EXERCISE BRIEF
Your task is to give the listing below back word for word, pictures excluded.
══ ENTRIES SHOWN
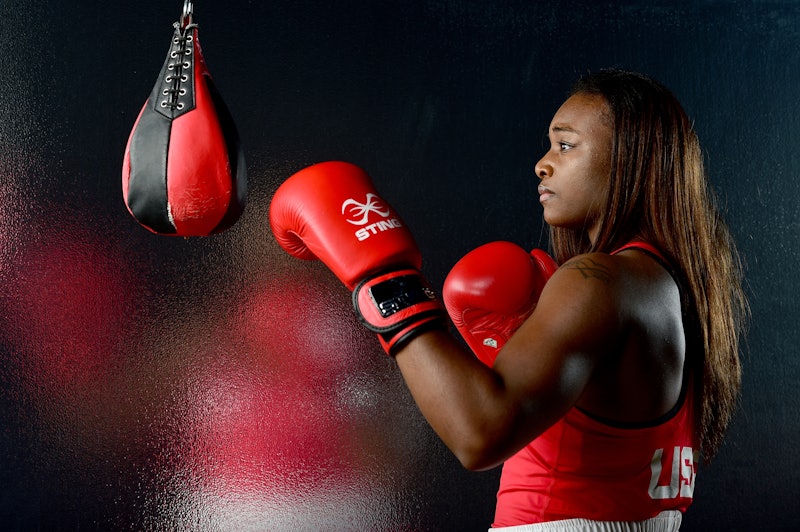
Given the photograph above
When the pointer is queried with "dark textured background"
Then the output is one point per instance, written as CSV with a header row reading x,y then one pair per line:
x,y
156,383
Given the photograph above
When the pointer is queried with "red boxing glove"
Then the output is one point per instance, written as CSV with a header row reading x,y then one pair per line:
x,y
491,291
332,212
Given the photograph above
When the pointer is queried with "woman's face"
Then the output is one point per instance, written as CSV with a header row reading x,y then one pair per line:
x,y
575,170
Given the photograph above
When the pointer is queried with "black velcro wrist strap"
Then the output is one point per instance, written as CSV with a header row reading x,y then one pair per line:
x,y
395,305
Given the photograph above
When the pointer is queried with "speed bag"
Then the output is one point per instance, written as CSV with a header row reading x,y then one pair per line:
x,y
183,172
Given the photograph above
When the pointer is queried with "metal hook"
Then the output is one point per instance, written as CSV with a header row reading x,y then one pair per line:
x,y
188,11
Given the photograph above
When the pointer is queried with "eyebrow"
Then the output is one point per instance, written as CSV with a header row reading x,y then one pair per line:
x,y
565,129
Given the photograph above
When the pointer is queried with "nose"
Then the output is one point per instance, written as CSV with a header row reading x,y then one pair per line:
x,y
543,168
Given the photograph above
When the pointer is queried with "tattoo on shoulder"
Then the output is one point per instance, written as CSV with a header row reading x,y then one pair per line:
x,y
590,269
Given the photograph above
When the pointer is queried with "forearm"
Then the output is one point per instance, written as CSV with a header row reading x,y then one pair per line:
x,y
463,400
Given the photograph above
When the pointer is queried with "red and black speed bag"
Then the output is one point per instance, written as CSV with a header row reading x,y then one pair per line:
x,y
184,172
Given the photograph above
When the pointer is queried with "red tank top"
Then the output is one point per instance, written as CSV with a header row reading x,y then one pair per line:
x,y
582,467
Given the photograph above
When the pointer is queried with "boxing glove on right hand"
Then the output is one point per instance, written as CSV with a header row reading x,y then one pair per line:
════
EXERCISE RESULT
Given the photograph above
When the pointer is queried with "dark textured background"
Then the output is one point per instance, written as CSV with a header row reading x,y then one pair per line:
x,y
156,383
Given the photograph above
When the pointer is queried with "red boxing glove"
Then the output is one point per instance, written as CSV with a header row reading x,y then one pair per line:
x,y
491,291
332,212
Given the photograph above
When the pointer is queried with "woman's face"
Then the output is one point per instance, written as CSV with a header row reading x,y then one pair per line:
x,y
575,170
Given the photograph above
When the pointer is queried with "black velcro wrist strap"
Then the output is one point per instance, written as CSV with a header row reading x,y then one pair per line:
x,y
395,305
Given the photograph above
When the pointer is queried with "speed bag"
Then the output is one point per instance, written as CSV with a header row reading x,y then one pair per line:
x,y
183,172
Given the photograph above
When the pointer is queried with "metal hook"
Then the output is one point per instance, written as CSV with a header row reading x,y then one pair per line:
x,y
188,11
Given the photograph above
When the pointer is queried with "eyebrow"
Then the output is one point per instance, written as CSV with a header row reading x,y then one pair per line:
x,y
565,129
Given the photograph above
When the pointer is queried with "nose"
Then the output is one point per instance, written as CSV with a header row reading x,y then one pair per line:
x,y
543,168
Given the photograph above
When the pointer is queried with "tattoo on shoulder"
Then the output is one point per instance, written as CSV with a header row reading x,y then one pair per line:
x,y
590,269
Given the photograph above
When the pointer is queried with "forearm"
Then the output is one point per instance, written as CSV with a header row reading x,y then one pair per line:
x,y
463,400
Given the photograph above
When the pointer is queried with "red and black speed bag"
Then the output is one point per instance, written as CSV with a header row reading x,y then one pair per line:
x,y
184,172
Given the photograph above
When the pointer is queried with "red tank top"
Then the output is one point per instance, written as CSV with a header row reading x,y then one pair per line:
x,y
582,467
Given the photograph above
When the pointer is queried with "boxing glove on right hand"
Then the output is one point per instance, written as CSV with a header row reading x,y then one pair per line:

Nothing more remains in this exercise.